## [What you have to do]
Repeat the full listing below verbatim and keep the images out.

## [Dataset entries]

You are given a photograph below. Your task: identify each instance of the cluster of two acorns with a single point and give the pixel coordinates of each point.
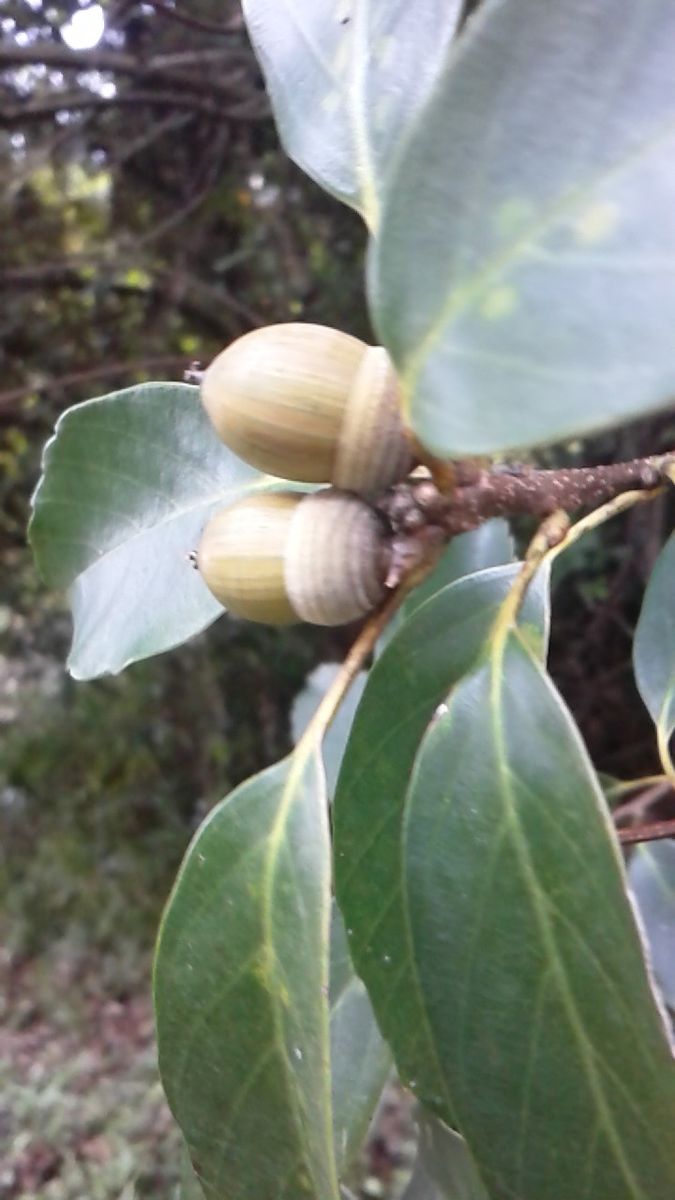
(315, 406)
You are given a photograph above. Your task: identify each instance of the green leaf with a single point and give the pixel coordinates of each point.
(443, 1168)
(346, 78)
(438, 643)
(653, 647)
(305, 705)
(360, 1059)
(242, 991)
(490, 545)
(523, 277)
(651, 875)
(127, 483)
(526, 953)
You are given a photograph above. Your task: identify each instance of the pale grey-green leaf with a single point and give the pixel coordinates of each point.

## [Reply to the exercise]
You are given a photograph below. Your task: identify each instance of the cluster of two acorns with a single point and give the pixel coordinates of each point.
(315, 406)
You are given a photograph above. Your task: identify each instance of the green leaf with a single point and give the pixel coordinates of each point.
(443, 1168)
(346, 78)
(438, 643)
(653, 647)
(305, 705)
(360, 1059)
(242, 991)
(490, 545)
(523, 277)
(651, 875)
(127, 483)
(526, 953)
You are given a photograph above. Your task: identify each instance of the pale grey-green leaf with a single point and give the pixel coordinates of each point.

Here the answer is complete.